▶ [GOAL]:
Could you reproduce, word for word, the passage of the court opinion below that starts with "JORGE L. ALONSO, United" and goes on through "motions to dismiss."?

▶ [TEXT TO READ]:
Students and Parents for Privacy v. Sch. Dirs. of Twp. High Sch. Dist. 211

Decision Date29 March 2019
Docket NumberNo. 16 C 4945,16 C 4945
Parties STUDENTS AND PARENTS FOR PRIVACY and Victoria Wilson, Plaintiffs, v. SCHOOL DIRECTORS OF TOWNSHIP HIGH SCHOOL DISTRICT 211, Defendants, and Students A, B and C, by and through their parents and legal guardians Parents A, B and C, and Illinois Safe Schools Alliance, Intervenor-Defendants.
CourtU.S. District Court — Northern District of Illinois

Gary S. McCaleb, Jeana Hallock, Joseph E. La Rue, Pro Hac Vice, Alliance Defending Freedom, Scottsdale, AZ, Douglas G. Wardlow, Pro Hac Vice, Prior Lake, MN, John Matthew Sharp, Pro Hac Vice, Alliance Defending Freedom, Lawrenceville, GA, Peter Christopher Breen, Thomas L. Brejcha, Jr., Thomas Gerald Olp, Thomas More Society, Chicago, IL, for Plaintiffs.

Jennifer Ann Smith, Michael A. Warner, Jr., Sally J. Scott, Erin D. Fowler, Franczek Radelet PC, Patrick M. DePoy, Bryan Cave Leighton Paisner LLP, Chicago, IL, for Defendants.

Britt Marie Miller, Laura Rose Hammargren, Linda Xuemeng Shi, Timothy Simon Bishop, Mayer Brown LLP, John A. Knight, Roger Baldwin Foundation of ACLU, Inc., Chicago, IL, Catherine Anna Bernard, Madeleine Lott Hogue, Pro Hac Vice, Mayer Brown LLP, Washington, DC, Ria Tabacco Mar, Pro Hac Vice, American Civil Liberties Union Foundation, New York, NY, for Intervenor-Defendants.

MEMORANDUM OPINION AND ORDER

JORGE L. ALONSO, United States District Judge

After defendants adopted a policy allowing transgender students to use the bathrooms and locker rooms of their choice, plaintiffs filed a first amended complaint against defendants School Directors of Township High School District 211 ("District 211"). District 211 and intervenor-defendants move to dismiss. For the reasons set forth below, the Court grants in part and denies in part the motions to dismiss.

▶ [DATA]:

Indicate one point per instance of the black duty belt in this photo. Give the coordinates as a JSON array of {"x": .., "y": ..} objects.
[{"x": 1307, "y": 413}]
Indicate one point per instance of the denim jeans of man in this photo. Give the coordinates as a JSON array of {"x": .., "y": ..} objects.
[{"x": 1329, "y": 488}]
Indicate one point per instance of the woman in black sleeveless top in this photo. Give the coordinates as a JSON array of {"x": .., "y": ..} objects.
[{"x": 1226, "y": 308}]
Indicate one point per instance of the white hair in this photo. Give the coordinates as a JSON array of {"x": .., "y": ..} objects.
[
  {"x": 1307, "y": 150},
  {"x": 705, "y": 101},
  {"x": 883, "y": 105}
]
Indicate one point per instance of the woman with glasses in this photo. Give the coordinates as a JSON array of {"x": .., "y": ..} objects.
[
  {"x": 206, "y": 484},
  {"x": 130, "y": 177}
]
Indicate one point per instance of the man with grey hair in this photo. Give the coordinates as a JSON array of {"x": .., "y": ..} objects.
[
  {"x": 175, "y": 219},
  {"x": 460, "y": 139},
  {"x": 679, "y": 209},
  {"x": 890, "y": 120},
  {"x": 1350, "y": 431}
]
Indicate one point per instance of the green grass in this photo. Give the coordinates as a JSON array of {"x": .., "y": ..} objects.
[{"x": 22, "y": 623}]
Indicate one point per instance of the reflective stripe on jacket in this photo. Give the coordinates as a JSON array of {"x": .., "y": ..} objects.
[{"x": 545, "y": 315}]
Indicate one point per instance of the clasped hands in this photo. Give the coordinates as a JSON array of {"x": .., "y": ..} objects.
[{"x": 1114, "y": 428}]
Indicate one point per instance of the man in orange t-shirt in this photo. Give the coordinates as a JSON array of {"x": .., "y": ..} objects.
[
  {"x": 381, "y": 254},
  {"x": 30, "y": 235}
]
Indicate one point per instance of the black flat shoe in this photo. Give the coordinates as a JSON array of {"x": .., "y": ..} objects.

▶ [TASK SOLUTION]:
JORGE L. ALONSO, United States District Judge

After defendants adopted a policy allowing transgender students to use the bathrooms and locker rooms of their choice, plaintiffs filed a first amended complaint against defendants School Directors of Township High School District 211 ("District 211"). District 211 and intervenor-defendants move to dismiss. For the reasons set forth below, the Court grants in part and denies in part the motions to dismiss.